Dataset entries

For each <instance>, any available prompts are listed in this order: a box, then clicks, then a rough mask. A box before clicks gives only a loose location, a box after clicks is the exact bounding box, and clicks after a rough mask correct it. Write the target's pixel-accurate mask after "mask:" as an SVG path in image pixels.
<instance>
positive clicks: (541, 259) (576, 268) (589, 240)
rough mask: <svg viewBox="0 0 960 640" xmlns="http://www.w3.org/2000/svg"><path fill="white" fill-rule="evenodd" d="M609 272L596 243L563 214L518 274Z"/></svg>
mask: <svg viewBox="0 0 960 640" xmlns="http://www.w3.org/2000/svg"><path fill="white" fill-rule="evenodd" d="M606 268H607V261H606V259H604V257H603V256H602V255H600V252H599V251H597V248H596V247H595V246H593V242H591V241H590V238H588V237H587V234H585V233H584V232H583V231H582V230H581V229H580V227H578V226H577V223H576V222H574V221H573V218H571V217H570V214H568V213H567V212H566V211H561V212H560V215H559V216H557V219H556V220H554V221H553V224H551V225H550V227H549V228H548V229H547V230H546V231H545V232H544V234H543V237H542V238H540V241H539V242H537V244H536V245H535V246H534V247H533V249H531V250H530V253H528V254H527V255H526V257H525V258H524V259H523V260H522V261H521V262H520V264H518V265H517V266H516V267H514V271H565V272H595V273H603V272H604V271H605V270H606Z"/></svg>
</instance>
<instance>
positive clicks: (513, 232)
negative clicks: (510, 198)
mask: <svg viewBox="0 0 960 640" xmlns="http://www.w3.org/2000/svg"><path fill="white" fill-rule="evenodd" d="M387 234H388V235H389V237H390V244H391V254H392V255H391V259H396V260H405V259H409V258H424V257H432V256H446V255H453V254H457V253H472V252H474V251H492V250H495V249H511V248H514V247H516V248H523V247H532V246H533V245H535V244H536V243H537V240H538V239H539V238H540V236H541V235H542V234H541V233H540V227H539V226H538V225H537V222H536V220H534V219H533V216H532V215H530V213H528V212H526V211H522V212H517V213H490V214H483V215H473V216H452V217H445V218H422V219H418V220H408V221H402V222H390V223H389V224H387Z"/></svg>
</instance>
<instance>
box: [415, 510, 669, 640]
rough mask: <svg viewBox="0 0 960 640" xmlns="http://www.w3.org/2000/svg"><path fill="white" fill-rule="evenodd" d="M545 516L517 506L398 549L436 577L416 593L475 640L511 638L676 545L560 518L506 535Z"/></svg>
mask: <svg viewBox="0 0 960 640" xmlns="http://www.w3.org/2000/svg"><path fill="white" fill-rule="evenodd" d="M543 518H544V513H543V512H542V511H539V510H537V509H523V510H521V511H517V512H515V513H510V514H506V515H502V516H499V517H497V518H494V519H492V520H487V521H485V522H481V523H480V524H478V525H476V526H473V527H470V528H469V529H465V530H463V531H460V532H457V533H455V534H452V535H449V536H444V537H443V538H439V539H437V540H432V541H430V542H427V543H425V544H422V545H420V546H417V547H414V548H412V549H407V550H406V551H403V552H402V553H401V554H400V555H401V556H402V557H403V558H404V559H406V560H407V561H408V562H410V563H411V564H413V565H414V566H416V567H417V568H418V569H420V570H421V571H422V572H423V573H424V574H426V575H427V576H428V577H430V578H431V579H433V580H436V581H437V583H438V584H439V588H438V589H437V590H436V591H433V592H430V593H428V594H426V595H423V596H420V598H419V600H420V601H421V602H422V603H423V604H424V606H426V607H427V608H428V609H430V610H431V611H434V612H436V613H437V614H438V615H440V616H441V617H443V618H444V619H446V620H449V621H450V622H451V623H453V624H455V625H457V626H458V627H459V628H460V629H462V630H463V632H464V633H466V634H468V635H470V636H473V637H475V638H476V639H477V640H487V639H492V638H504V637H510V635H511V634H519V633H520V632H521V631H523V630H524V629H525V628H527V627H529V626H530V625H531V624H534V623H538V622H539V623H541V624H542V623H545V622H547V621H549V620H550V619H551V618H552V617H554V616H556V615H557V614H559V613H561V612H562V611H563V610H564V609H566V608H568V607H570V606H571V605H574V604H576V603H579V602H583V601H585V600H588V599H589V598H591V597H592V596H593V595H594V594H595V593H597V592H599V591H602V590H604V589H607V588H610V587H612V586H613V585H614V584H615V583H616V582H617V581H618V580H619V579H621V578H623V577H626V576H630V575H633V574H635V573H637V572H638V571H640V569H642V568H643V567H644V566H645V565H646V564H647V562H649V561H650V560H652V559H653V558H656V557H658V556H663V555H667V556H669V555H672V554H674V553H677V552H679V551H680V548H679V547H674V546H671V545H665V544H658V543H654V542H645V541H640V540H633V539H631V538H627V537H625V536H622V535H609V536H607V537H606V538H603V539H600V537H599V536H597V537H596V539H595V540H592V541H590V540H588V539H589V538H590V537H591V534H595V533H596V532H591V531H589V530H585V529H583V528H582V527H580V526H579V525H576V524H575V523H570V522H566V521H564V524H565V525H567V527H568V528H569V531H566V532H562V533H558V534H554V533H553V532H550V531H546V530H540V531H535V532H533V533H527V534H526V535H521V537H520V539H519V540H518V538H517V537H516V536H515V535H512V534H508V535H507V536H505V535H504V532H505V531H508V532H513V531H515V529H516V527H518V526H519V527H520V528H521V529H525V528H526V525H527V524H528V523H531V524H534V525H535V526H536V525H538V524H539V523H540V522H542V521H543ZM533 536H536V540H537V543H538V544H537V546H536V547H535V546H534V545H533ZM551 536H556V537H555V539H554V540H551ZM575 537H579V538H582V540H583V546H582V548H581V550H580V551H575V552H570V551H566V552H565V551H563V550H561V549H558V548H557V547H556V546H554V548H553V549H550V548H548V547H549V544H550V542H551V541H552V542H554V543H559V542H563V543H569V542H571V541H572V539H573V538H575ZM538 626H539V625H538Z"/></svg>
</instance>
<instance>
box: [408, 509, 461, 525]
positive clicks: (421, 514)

ACTIVITY
Type out the entries once more, precisely.

EXERCISE OUTPUT
For each <instance>, any available prompts are listed in this order: a box, then clicks, then a rough mask. A box before clicks gives only a loose location, a box after clicks is the exact bounding box, and clicks after a rough mask correct it. Write the target's pixel-accurate mask after "mask:" as an SVG path in image pixels.
<instance>
positive clicks: (541, 259) (576, 268) (589, 240)
rough mask: <svg viewBox="0 0 960 640" xmlns="http://www.w3.org/2000/svg"><path fill="white" fill-rule="evenodd" d="M609 272L596 243L563 214L518 274Z"/></svg>
mask: <svg viewBox="0 0 960 640" xmlns="http://www.w3.org/2000/svg"><path fill="white" fill-rule="evenodd" d="M606 268H607V261H606V259H604V257H603V256H602V255H600V252H599V251H597V248H596V247H595V246H593V242H591V241H590V238H588V237H587V234H585V233H584V232H583V231H582V230H581V229H580V227H578V226H577V223H576V222H574V221H573V218H571V217H570V214H568V213H567V212H566V211H561V212H560V215H559V216H557V219H556V220H554V221H553V224H551V225H550V227H549V228H548V229H547V230H546V231H545V232H544V234H543V237H542V238H540V241H539V242H537V244H536V245H535V246H534V247H533V249H531V250H530V253H528V254H527V255H526V257H525V258H524V259H523V260H522V261H521V262H520V264H518V265H517V266H516V267H514V271H565V272H595V273H603V272H604V271H605V270H606Z"/></svg>
</instance>
<instance>
positive clicks: (513, 232)
negative clicks: (510, 198)
mask: <svg viewBox="0 0 960 640" xmlns="http://www.w3.org/2000/svg"><path fill="white" fill-rule="evenodd" d="M387 234H388V235H389V237H390V244H391V254H392V255H391V259H396V260H405V259H409V258H424V257H432V256H446V255H453V254H457V253H472V252H474V251H492V250H495V249H511V248H514V247H516V248H523V247H532V246H533V245H535V244H536V243H537V240H538V239H539V238H540V236H541V235H542V234H541V233H540V227H539V226H538V225H537V222H536V220H534V219H533V216H532V215H530V213H528V212H526V211H522V212H517V213H490V214H483V215H473V216H452V217H445V218H422V219H418V220H408V221H402V222H390V223H389V224H387Z"/></svg>
</instance>
<instance>
box: [415, 510, 669, 640]
rough mask: <svg viewBox="0 0 960 640" xmlns="http://www.w3.org/2000/svg"><path fill="white" fill-rule="evenodd" d="M545 516L517 506L398 549L436 577L416 593L475 640L511 638L676 545L560 518L506 535Z"/></svg>
mask: <svg viewBox="0 0 960 640" xmlns="http://www.w3.org/2000/svg"><path fill="white" fill-rule="evenodd" d="M543 518H544V513H543V512H542V511H539V510H537V509H523V510H521V511H517V512H515V513H510V514H506V515H502V516H499V517H497V518H494V519H492V520H487V521H485V522H481V523H480V524H478V525H476V526H473V527H470V528H469V529H465V530H463V531H460V532H457V533H455V534H452V535H449V536H444V537H443V538H439V539H437V540H432V541H430V542H427V543H425V544H422V545H420V546H417V547H414V548H412V549H407V550H406V551H403V552H402V553H401V554H400V555H401V556H402V557H403V558H404V559H406V560H407V561H408V562H410V563H411V564H413V565H414V566H416V567H417V568H418V569H420V570H421V571H422V572H423V573H424V574H426V575H427V576H428V577H430V578H431V579H433V580H436V581H437V583H438V584H439V588H438V589H437V590H436V591H433V592H430V593H428V594H426V595H423V596H420V598H419V600H420V601H421V602H422V603H423V604H424V606H426V607H427V608H428V609H430V610H431V611H434V612H436V613H437V614H438V615H440V616H441V617H443V618H444V619H446V620H449V621H450V622H451V623H453V624H455V625H457V626H458V627H459V628H460V629H462V630H463V632H464V633H466V634H468V635H470V636H473V637H475V638H476V639H477V640H487V639H492V638H504V637H510V635H511V634H519V633H520V632H521V631H523V630H524V629H525V628H527V627H529V626H530V625H531V624H534V623H538V622H539V623H541V624H542V623H545V622H547V621H549V620H550V619H551V618H552V617H554V616H556V615H557V614H559V613H561V612H562V611H563V610H564V609H566V608H568V607H570V606H571V605H574V604H576V603H579V602H583V601H585V600H588V599H589V598H591V597H592V596H593V595H594V594H595V593H597V592H599V591H602V590H604V589H607V588H610V587H612V586H613V585H614V584H615V583H616V582H617V581H618V580H619V579H621V578H623V577H626V576H630V575H633V574H635V573H637V572H638V571H640V569H642V568H643V567H644V566H645V565H646V564H647V562H649V561H650V560H652V559H653V558H656V557H658V556H663V555H667V556H669V555H672V554H674V553H677V552H679V551H680V548H679V547H674V546H671V545H665V544H658V543H654V542H645V541H640V540H633V539H631V538H627V537H625V536H622V535H609V536H607V537H606V538H603V539H600V537H599V536H597V537H596V539H595V540H592V541H590V540H588V539H589V538H590V537H591V534H595V533H596V532H591V531H589V530H585V529H583V528H582V527H580V526H579V525H576V524H575V523H570V522H566V521H564V524H565V525H567V527H568V528H569V531H566V532H562V533H558V534H554V533H553V532H550V531H546V530H540V531H535V532H533V533H527V534H526V535H521V537H520V539H519V540H518V538H517V537H516V536H515V535H512V534H508V535H507V536H505V535H504V532H505V531H508V532H513V531H515V529H516V527H518V526H519V527H520V528H521V529H525V528H526V525H527V524H528V523H531V524H534V525H535V526H536V525H538V524H539V523H540V522H542V521H543ZM533 536H536V540H537V543H538V544H537V546H536V547H535V546H534V545H533ZM551 536H556V537H555V539H554V540H551ZM575 537H579V538H582V540H583V546H582V548H581V550H580V551H575V552H570V551H566V552H565V551H563V550H561V549H558V548H557V547H556V546H554V548H553V549H550V548H548V547H549V544H550V542H551V541H552V542H554V543H559V542H563V543H569V542H571V541H572V539H573V538H575ZM538 626H539V625H538Z"/></svg>
</instance>
<instance>
box: [408, 509, 461, 525]
positive clicks: (421, 514)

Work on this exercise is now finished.